### Problem to work on
Search the listing below for the word "green" and return each line that contains it.
· · · · ·
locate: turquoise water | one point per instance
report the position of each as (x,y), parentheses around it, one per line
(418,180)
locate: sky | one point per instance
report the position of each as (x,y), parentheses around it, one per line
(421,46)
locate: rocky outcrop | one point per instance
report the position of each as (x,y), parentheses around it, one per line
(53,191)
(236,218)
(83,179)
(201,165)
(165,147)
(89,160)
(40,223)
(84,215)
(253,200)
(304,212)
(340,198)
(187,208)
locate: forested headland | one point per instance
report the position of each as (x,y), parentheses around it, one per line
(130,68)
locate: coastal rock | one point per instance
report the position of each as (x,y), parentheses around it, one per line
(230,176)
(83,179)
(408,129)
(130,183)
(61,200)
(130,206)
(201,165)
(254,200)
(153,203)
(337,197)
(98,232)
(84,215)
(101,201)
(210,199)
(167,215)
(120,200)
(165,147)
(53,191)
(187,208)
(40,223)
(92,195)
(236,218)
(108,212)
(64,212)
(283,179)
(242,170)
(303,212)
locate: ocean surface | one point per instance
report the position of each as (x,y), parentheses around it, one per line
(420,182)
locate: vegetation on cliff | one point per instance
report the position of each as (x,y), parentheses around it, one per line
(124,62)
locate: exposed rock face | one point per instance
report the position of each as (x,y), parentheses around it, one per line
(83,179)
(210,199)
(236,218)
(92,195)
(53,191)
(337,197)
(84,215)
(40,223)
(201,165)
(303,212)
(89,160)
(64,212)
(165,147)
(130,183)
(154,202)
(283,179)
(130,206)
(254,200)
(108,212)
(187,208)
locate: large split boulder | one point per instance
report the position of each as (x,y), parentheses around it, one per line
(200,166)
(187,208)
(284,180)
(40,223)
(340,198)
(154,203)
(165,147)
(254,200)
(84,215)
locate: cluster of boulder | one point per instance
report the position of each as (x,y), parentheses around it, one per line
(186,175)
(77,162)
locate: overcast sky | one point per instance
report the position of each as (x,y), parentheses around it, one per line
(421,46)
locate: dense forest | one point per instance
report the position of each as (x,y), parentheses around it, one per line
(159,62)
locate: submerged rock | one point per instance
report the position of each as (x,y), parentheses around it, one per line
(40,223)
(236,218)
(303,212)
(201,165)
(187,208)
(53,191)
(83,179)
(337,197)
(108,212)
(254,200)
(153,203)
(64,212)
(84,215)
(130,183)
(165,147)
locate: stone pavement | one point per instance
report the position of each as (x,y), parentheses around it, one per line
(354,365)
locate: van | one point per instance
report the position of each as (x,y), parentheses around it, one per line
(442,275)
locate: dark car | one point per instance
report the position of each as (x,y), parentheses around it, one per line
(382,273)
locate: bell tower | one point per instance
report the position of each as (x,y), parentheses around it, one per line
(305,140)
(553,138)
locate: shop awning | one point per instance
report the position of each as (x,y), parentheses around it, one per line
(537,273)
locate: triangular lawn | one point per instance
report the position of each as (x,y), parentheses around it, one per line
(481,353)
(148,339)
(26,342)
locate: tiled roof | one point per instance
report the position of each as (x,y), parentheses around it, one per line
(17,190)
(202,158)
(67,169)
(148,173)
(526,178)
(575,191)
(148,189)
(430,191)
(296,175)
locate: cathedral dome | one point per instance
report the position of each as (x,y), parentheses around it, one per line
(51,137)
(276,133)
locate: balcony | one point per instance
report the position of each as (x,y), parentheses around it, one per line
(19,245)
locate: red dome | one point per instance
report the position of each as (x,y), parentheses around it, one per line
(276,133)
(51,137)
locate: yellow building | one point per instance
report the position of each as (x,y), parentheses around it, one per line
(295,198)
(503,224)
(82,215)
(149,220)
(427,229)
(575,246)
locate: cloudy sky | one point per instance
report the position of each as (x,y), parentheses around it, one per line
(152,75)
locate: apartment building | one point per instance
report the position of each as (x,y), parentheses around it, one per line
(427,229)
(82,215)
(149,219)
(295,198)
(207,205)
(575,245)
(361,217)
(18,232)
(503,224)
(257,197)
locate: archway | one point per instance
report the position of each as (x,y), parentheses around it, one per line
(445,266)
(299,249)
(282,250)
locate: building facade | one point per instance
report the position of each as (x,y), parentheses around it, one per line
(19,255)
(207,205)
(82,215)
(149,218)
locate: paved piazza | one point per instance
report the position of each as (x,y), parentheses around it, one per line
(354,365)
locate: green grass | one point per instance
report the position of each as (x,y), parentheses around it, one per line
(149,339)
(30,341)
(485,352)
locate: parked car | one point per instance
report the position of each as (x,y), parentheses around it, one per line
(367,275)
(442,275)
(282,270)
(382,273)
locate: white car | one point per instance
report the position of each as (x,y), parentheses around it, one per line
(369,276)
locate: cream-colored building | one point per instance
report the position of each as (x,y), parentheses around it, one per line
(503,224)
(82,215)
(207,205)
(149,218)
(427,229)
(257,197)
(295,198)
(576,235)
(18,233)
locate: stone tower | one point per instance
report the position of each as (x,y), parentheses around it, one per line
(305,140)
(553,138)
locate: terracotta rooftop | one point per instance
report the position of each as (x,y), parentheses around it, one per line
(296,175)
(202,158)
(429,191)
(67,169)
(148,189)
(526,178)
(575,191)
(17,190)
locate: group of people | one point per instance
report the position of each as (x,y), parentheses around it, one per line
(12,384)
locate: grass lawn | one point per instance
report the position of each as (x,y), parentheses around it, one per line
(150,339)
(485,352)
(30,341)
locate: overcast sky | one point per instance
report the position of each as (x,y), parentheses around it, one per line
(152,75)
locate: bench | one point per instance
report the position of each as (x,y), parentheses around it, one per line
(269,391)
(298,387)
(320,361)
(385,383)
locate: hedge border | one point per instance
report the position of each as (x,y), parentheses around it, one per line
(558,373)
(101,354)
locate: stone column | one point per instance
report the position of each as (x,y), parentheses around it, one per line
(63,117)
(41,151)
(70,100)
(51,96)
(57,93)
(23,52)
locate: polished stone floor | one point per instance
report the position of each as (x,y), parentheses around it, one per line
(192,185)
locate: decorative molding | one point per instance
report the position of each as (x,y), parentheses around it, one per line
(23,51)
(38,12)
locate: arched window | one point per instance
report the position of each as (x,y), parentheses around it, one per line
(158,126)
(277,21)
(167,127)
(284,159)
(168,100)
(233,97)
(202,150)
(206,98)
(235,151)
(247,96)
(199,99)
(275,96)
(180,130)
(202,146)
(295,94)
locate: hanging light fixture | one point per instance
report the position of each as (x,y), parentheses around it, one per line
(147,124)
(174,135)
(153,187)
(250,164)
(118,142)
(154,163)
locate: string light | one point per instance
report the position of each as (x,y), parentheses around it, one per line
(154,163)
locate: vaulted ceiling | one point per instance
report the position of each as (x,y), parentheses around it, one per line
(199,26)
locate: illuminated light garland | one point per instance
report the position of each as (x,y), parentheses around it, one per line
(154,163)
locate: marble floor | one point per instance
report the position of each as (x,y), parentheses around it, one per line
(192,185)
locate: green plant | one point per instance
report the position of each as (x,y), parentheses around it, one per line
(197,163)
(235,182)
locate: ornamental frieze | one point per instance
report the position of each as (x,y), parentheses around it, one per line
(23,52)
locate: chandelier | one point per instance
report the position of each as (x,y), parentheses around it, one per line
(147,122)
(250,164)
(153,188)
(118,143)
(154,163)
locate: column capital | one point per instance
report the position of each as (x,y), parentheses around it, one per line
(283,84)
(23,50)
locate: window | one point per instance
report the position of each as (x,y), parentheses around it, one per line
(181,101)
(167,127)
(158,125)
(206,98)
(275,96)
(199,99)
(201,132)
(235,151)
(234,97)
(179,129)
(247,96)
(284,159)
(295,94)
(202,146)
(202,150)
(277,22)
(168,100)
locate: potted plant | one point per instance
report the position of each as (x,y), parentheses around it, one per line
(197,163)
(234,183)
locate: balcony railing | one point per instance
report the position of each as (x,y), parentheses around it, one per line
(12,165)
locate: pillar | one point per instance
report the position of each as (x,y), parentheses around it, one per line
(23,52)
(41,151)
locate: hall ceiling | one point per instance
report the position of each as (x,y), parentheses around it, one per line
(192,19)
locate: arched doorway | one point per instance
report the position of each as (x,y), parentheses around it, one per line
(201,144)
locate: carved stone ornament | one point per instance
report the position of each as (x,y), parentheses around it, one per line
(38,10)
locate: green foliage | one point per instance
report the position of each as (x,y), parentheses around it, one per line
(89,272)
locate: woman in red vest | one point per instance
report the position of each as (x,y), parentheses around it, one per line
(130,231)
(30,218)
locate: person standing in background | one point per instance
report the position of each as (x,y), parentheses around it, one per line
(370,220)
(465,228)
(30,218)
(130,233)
· · · · ·
### Answer for this exercise
locate: green grass | one point per instance
locate: green plant | one point per instance
locate: green foliage | one point per instance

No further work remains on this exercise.